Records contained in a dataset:
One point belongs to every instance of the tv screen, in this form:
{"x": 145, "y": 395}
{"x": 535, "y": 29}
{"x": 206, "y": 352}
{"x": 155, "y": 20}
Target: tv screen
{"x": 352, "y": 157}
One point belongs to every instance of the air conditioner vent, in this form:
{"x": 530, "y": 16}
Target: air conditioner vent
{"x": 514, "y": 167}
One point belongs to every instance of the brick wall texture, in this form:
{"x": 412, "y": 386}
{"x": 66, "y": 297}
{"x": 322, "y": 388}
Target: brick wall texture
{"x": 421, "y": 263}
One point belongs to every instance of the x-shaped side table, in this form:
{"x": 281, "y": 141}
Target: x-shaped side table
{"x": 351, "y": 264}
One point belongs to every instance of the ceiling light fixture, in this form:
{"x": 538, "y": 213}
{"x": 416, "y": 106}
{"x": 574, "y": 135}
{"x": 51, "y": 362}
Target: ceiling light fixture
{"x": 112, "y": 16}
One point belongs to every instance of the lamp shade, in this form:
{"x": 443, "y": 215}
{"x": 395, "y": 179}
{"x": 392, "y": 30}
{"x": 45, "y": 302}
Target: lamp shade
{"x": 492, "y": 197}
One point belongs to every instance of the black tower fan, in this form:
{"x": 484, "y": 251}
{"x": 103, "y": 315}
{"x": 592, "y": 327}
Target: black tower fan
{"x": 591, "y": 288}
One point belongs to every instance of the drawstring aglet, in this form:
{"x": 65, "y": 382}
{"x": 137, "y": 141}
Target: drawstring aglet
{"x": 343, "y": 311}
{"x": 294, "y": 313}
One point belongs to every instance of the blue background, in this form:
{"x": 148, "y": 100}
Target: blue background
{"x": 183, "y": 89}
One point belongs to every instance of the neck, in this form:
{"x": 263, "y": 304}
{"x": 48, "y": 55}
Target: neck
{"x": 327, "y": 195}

REQUIRED WORK>
Word for word, repeat every line of the data.

COMPLETED TASK>
One point belongs to every instance of the tv screen, in this form:
{"x": 145, "y": 395}
{"x": 535, "y": 29}
{"x": 206, "y": 352}
{"x": 155, "y": 20}
Target: tv screen
{"x": 352, "y": 157}
One point belongs to every instance of the air conditioner vent, in this form:
{"x": 530, "y": 16}
Target: air conditioner vent
{"x": 514, "y": 167}
One point belongs to every instance of the brick wall texture, in this form:
{"x": 412, "y": 386}
{"x": 66, "y": 297}
{"x": 322, "y": 388}
Target: brick wall texture
{"x": 421, "y": 263}
One point belongs to every instance of the x-shaped side table, in this form:
{"x": 281, "y": 141}
Target: x-shaped side table
{"x": 351, "y": 264}
One point belongs to every instance of the ceiling light fixture, in this form:
{"x": 538, "y": 213}
{"x": 416, "y": 106}
{"x": 574, "y": 135}
{"x": 51, "y": 362}
Target: ceiling light fixture
{"x": 112, "y": 16}
One point belongs to every instance of the lamp shade, in this form:
{"x": 443, "y": 215}
{"x": 395, "y": 179}
{"x": 392, "y": 30}
{"x": 45, "y": 302}
Target: lamp shade
{"x": 492, "y": 197}
One point belongs to every instance of the black tower fan, in this form:
{"x": 484, "y": 251}
{"x": 103, "y": 315}
{"x": 592, "y": 327}
Target: black tower fan
{"x": 591, "y": 288}
One point belongs to every instance of the drawstring aglet, in this form:
{"x": 65, "y": 382}
{"x": 137, "y": 141}
Target: drawstring aglet
{"x": 343, "y": 311}
{"x": 294, "y": 313}
One point belongs to every instance of the blue background, in this form:
{"x": 148, "y": 100}
Target: blue background
{"x": 183, "y": 89}
One point belongs to every instance of the neck, in this form:
{"x": 263, "y": 304}
{"x": 48, "y": 55}
Target: neck
{"x": 327, "y": 195}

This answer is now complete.